In full and without alteration, reproduce every record.

EXERCISE INPUTS Block Start

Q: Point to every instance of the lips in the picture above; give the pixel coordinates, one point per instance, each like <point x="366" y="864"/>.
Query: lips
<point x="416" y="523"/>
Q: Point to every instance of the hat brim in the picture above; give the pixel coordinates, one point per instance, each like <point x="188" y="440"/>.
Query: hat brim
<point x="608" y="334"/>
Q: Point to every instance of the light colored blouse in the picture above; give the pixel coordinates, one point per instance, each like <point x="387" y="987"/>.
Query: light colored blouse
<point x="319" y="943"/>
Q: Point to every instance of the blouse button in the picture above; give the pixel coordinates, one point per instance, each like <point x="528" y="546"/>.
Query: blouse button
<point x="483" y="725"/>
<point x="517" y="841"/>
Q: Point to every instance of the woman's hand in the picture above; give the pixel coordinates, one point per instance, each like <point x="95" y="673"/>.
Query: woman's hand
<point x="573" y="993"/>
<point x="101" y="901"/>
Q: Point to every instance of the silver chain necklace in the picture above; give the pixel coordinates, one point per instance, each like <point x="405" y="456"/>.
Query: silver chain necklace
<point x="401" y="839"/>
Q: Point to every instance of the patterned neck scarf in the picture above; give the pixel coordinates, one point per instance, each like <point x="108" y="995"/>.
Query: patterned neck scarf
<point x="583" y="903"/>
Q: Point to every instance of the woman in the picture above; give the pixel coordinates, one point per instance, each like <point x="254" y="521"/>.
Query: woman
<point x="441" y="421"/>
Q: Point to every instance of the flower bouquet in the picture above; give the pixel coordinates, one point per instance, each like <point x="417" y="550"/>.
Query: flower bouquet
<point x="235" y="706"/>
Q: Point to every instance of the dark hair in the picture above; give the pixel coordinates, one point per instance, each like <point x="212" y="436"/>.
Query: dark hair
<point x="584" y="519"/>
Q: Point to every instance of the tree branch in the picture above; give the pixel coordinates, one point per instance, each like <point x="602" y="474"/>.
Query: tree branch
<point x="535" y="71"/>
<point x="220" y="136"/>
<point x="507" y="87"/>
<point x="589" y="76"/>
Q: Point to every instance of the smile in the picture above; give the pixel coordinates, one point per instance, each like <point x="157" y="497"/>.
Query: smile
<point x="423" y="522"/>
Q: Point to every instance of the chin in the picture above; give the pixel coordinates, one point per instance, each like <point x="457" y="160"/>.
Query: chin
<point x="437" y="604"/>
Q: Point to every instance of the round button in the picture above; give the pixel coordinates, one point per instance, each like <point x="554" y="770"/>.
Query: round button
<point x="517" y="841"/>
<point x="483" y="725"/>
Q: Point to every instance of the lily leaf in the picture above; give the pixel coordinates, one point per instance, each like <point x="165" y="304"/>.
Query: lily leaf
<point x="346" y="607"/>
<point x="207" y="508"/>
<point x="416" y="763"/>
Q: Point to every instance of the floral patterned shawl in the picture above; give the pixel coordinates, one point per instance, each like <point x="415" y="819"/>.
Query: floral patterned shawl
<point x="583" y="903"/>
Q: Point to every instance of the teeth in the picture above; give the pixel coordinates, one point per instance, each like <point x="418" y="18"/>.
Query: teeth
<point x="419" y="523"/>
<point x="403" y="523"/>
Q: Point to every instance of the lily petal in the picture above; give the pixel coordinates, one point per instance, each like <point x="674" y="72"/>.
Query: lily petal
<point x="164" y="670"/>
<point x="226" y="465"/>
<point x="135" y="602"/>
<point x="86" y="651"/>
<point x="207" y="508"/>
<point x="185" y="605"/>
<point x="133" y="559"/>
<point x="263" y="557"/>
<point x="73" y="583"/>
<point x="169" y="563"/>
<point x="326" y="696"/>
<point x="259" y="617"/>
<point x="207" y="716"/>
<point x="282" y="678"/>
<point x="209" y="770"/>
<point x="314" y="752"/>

EXERCISE INPUTS Block End

» **EXPECTED OUTPUT**
Q: Point to every instance of the lips in the picture above; give the pixel coordinates, one point per instance, each like <point x="366" y="864"/>.
Query: lips
<point x="416" y="523"/>
Q: Point to every instance of the hat brim in the picture above; give the pixel coordinates, one point per instance, each like <point x="188" y="440"/>.
Query: hat brim
<point x="608" y="334"/>
Q: Point to every instance of the light colored blouse in the picture above; give the pixel coordinates, one point per instance, each like <point x="387" y="987"/>.
Query: light colored blouse
<point x="319" y="943"/>
Q: Point to every instance of the blouse button in the picture above; give the pixel coordinates, one point per instance, each like <point x="528" y="546"/>.
Query: blouse button
<point x="483" y="725"/>
<point x="517" y="841"/>
Q: Point to every instance of the woman's hand in the picture above; give the pixel coordinates, one point per instance, each like <point x="95" y="673"/>.
Query: woman's hand
<point x="573" y="993"/>
<point x="101" y="901"/>
Q: Point to every instance of the silver chain necklace in the picture above; give the pixel coordinates, one point per instance, each like <point x="405" y="456"/>.
Query: silver chain necklace
<point x="401" y="839"/>
Q: Point to every instance of the patterned neck scarf in the picture above; give the pixel coordinates, one point per instance, each like <point x="108" y="995"/>.
Query: patterned neck scarf
<point x="583" y="903"/>
Q: Point to every instance of the woman in the picture above; give the pixel coordinates, one point per instance, each like <point x="254" y="521"/>.
Query: woman
<point x="441" y="421"/>
Q: Point to every instance of the flower bouquet in the picture above; give the pixel coordinates, one point per instance, each like <point x="417" y="550"/>.
Query: flower bouquet
<point x="235" y="706"/>
Q: Point to every instance of the dark hair in the picture above; give the pixel coordinates, one point per instance, each like <point x="212" y="436"/>.
Query: dark hair
<point x="584" y="519"/>
Q: Point to every instance of the tree branch in the picture above; give the pixel coordinates, one point per instance, each like <point x="602" y="474"/>.
Query: tree branch
<point x="535" y="71"/>
<point x="220" y="136"/>
<point x="507" y="87"/>
<point x="589" y="76"/>
Q: Point to every instance of the smile in the picture above; give the pixel coordinates, one point per instance, each like <point x="157" y="497"/>.
Query: smile
<point x="423" y="522"/>
Q: Point to every instance of the chin in the picture above; give the pixel coordinates, one point per instance, each like <point x="457" y="160"/>.
Query: chin
<point x="437" y="604"/>
Q: Point to every instance of the round button in the picture above; give the pixel coordinates, one point per instance, each like <point x="554" y="770"/>.
Query: round button
<point x="517" y="841"/>
<point x="483" y="725"/>
Q: Point to every instance of the lily leaf in the picture above; give the pixel coordinates, one point per instance, each like <point x="165" y="304"/>.
Query: lily leaf
<point x="346" y="607"/>
<point x="207" y="508"/>
<point x="416" y="763"/>
Q: Point to every instance of the floral patterned shawl in the picture above; give the pixel coordinates, one point per instance, each like <point x="415" y="819"/>.
Query: floral patterned shawl
<point x="583" y="903"/>
Q: Point to every instance of the teeth in the picture above; give the pixel coordinates, one point per instance, each like <point x="418" y="18"/>.
Query: teeth
<point x="419" y="523"/>
<point x="403" y="523"/>
Q: Point to every instance of the lily petal in the picture above; give the pixel coordinates, one point per instance, each like <point x="674" y="72"/>.
Query: lily petal
<point x="164" y="670"/>
<point x="226" y="465"/>
<point x="135" y="602"/>
<point x="86" y="651"/>
<point x="207" y="508"/>
<point x="185" y="605"/>
<point x="133" y="559"/>
<point x="263" y="557"/>
<point x="73" y="583"/>
<point x="169" y="563"/>
<point x="326" y="696"/>
<point x="259" y="617"/>
<point x="207" y="716"/>
<point x="282" y="678"/>
<point x="209" y="770"/>
<point x="314" y="752"/>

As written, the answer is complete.